- _Texto para leitura_
+ + + +

Absolvição (2015), filme do diretor finlandês Petri Kotwica, traz um dilema moral como principal elemento de discussão em sua trama, onde uma mulher que, ao volante e em trabalho de parto, atropela um homem e não presta socorro imediato porque seu esposo não consegue encontrar o corpo atropelado. Ambas as famílias são mostradas em separado, cada uma vivendo um drama diferente, tendo como fio de ligação o atropelamento e o que realmente aconteceu na noite da tragédia. Desse momento em diante, um jogo de verdade, mentira, culpa e ódio será desenvolvido pelo roteiro.
O texto procura plantar a dúvida e trazer à tona pequenos mistérios para que tenhamos a oportunidade de construir, nós mesmos, várias opiniões a respeito do caso, que eventualmente vai mudando nossa perspectiva à medida que novas informações nos são dadas. O fato de ser um dilema moral torna a obra bastante densa e cheia de conflitos internos, nunca chegando à moralização da causa ou deixando-se levar pela demonização de um lado e de outro. A culpa dividida é na verdade um bom recurso do enredo para manter a discussão ativa, uma discussão que parece se tornar cada vez mais problemática, ao invés de resolver-se, conforme nos aproximamos do final.
Curioso é que o diretor adota um sistema “anti-cinematográfico” nos dois primeiros blocos para mostrar a ação acontecendo e se encontrando, como obra de um trágico acaso. E quando eu digo “anti-cinematográfico”, me refiro à linguagem pouco usual no cinema contemporâneo (ou moderno, convenhamos) que é mostrar uma sequência de ações que não sejam em continuidade. A revolução da linguagem cinematográfica ainda nos primórdios do cinema nos desacostumou a ver ações de um ponto de vista diferente mas no mesmo tempo e lugar, e é muito interessante quando isso aparece na tela de modo bem trabalhado, porque lança mão de um modelo que o espectador não esperava e que, se bem colocado, tem grande impacto psicológico, nesse caso, dado o contexto das duas histórias. Petri Kotwica não poderia ter escolhido melhor forma de criar o conflito.

+ + + +

- _Dados exibidos_
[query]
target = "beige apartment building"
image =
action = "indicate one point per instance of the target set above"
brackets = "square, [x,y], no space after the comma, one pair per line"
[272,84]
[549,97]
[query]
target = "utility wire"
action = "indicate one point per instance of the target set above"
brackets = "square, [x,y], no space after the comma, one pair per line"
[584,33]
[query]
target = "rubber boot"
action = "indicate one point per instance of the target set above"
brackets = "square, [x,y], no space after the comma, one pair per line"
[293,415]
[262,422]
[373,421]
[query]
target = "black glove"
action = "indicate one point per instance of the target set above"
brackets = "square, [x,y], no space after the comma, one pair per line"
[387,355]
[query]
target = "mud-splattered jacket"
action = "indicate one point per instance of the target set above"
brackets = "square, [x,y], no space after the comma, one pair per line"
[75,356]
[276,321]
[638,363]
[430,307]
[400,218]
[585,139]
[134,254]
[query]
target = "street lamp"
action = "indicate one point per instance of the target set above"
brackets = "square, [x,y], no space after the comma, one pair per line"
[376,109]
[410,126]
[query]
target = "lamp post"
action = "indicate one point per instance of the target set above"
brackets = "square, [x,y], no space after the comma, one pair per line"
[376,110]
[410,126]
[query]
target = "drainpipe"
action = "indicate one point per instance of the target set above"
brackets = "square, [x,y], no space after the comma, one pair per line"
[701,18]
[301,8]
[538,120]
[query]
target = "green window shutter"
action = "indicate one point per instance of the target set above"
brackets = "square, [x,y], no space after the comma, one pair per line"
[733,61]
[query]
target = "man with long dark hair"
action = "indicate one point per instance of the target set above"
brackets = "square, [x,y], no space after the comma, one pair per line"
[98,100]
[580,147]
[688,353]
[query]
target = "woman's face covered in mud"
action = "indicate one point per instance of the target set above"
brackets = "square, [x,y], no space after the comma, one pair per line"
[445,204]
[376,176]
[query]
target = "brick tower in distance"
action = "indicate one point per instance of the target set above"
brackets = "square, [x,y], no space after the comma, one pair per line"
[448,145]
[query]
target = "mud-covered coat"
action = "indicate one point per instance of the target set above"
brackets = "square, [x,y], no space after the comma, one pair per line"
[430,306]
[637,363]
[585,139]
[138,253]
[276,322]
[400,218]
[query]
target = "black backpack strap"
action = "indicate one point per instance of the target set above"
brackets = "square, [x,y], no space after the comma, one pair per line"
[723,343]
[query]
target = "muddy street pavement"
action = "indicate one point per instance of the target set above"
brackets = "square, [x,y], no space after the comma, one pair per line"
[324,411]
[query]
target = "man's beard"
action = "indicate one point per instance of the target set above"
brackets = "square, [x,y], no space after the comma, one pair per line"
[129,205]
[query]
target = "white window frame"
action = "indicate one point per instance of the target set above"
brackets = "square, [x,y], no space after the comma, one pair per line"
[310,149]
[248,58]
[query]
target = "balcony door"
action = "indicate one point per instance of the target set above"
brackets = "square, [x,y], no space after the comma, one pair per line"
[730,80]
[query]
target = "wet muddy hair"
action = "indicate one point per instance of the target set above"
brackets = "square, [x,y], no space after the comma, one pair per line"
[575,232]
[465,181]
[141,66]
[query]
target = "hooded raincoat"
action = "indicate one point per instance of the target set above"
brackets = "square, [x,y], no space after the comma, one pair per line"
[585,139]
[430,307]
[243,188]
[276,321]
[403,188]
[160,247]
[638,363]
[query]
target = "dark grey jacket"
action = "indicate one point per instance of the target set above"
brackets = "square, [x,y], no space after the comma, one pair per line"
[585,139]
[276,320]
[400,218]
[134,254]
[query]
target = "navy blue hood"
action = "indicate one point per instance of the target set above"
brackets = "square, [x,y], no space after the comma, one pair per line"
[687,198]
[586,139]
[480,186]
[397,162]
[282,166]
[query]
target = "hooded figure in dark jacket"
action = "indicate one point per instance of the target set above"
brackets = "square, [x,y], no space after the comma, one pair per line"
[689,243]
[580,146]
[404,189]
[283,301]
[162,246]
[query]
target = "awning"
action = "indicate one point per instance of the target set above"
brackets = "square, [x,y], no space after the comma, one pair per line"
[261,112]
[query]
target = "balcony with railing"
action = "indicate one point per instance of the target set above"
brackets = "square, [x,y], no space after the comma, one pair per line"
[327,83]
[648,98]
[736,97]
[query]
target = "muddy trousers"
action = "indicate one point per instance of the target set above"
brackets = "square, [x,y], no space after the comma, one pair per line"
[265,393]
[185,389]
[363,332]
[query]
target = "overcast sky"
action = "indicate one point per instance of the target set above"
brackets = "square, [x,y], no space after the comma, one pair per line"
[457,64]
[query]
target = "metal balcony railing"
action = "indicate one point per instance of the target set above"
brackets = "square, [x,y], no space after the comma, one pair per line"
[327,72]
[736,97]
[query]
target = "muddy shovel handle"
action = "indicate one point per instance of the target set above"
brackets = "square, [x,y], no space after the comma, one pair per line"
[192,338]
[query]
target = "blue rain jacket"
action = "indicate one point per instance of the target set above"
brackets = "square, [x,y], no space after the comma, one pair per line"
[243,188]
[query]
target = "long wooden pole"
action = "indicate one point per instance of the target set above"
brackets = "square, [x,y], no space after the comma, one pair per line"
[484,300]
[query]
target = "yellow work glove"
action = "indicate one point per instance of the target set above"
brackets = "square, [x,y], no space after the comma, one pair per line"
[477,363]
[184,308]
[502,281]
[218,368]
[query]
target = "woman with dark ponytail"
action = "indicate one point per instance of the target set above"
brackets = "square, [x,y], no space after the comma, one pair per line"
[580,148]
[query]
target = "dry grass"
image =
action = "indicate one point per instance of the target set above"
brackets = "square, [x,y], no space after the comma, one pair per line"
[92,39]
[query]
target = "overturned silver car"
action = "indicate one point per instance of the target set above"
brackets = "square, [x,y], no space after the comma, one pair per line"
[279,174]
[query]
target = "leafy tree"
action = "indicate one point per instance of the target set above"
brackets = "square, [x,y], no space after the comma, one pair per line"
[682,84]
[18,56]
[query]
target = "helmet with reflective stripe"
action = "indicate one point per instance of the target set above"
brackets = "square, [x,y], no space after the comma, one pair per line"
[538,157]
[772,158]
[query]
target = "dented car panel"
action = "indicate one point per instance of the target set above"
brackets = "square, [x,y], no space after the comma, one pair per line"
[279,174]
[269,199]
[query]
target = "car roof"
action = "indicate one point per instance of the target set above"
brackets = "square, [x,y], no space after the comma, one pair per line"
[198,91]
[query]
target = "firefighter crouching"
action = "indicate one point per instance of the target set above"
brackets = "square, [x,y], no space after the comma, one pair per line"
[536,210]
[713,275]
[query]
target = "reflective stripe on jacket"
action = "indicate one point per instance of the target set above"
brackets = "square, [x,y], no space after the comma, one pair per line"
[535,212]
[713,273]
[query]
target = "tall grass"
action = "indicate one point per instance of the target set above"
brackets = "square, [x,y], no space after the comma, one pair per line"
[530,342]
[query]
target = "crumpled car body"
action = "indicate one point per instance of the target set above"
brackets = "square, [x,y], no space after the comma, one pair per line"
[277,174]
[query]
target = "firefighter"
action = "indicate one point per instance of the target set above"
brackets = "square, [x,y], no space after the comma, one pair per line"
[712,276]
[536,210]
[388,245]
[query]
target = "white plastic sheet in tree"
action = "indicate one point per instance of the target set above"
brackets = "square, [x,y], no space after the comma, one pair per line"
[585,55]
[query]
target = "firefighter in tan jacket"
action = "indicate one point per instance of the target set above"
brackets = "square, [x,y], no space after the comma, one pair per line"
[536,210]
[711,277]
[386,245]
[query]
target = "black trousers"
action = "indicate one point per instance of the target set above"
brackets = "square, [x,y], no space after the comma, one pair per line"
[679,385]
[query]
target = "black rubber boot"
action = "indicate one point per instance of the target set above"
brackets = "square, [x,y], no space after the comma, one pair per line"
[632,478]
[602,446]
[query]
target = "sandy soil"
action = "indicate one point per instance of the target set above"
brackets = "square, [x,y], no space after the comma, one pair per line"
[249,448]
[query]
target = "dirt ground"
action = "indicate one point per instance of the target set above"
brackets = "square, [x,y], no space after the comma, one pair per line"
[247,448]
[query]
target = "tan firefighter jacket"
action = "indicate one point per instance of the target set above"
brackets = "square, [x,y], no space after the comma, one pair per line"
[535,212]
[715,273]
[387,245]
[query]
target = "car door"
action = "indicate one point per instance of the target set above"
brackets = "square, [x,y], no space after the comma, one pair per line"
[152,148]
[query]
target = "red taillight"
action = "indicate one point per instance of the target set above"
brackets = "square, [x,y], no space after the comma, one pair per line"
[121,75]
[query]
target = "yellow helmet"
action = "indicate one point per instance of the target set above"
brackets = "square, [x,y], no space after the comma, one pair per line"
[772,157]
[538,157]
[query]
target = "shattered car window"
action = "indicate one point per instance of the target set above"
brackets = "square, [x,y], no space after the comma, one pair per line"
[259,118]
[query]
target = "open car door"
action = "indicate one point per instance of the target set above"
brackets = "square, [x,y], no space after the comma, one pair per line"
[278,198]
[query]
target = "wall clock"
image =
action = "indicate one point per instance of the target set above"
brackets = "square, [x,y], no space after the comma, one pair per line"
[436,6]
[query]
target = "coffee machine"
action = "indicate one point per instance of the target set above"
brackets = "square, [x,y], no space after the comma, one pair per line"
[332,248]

+ + + +

- _Atividades propostas_
(A) Reproduza fielmente o trecho da crítica do filme Absolvição que vai de "Absolvição (2015), filme" até "desenvolvido pelo roteiro.", inclusive.
(B) Dê prosseguimento à crítica do filme Absolvição a partir da última frase apresentada.

- _Respostas apresentadas_
(A)
Absolvição (2015), filme do diretor finlandês Petri Kotwica, traz um dilema moral como principal elemento de discussão em sua trama, onde uma mulher que, ao volante e em trabalho de parto, atropela um homem e não presta socorro imediato porque seu esposo não consegue encontrar o corpo atropelado. Ambas as famílias são mostradas em separado, cada uma vivendo um drama diferente, tendo como fio de ligação o atropelamento e o que realmente aconteceu na noite da tragédia. Desse momento em diante, um jogo de verdade, mentira, culpa e ódio será desenvolvido pelo roteiro.

(B)
[Spoilers!] Embora haja insistência em coisas que travam um pouco o desenvolvimento psicológico dos personagens, o tema denso e a boa alternância entre os dramas de vida e morte consegue trazer para o público um elenco dentro de dois grandes motivadores cênicos, padrão que e a própria montagem adota como paralelismo na meia hora final do filme, fazendo uso dessa dualidade para para expor as consequências do atropelamento, tendo na oposição entre o batizado do bebê e o velório do homem o momento mais lírico, melhor editado e mais inteligente do filme. [Spoilers!]
O desfecho não é exatamente uma surpresa para nós, pois haviam pequenos indícios de que aquilo aconteceria, mas ainda assim ver o acontecimento nos causa certo impacto. O estranho, porém, é o que se segue ao evento, como se aquilo fosse a coisa normal a ter acontecido e como se a atitude nublasse ou perdoasse o erro inicial do reverendo ou absolvesse Hanna de sua vingança — e nesse ponto há um jogo de intenções, porque a absolvição do título pode ser vista, nesse final, para os dois lados, o que torna a sequência bastante complexa e contextualmente polêmica.
O espectador não consegue deixar de se perguntar o que faria em uma situação como a que vemos em Absolvição ou inquirir quem estava certo ou errado no filme. Petri Kotwica certamente nos prende em uma prisão moral e ética, que mesmo depois do filme acabar, insiste em não querer se abrir para nós.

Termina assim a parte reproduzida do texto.